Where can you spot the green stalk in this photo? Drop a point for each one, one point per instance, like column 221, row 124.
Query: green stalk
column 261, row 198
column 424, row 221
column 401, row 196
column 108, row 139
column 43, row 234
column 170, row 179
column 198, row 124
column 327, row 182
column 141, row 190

-.-.-

Action item:
Your task is to transcribe all of the entries word for word.

Output of the task:
Where can you spot the green stalk in this photo? Drop a point for each one, one point per instance, like column 221, row 124.
Query: green stalk
column 261, row 198
column 424, row 221
column 401, row 196
column 108, row 139
column 43, row 234
column 170, row 179
column 198, row 124
column 327, row 182
column 141, row 190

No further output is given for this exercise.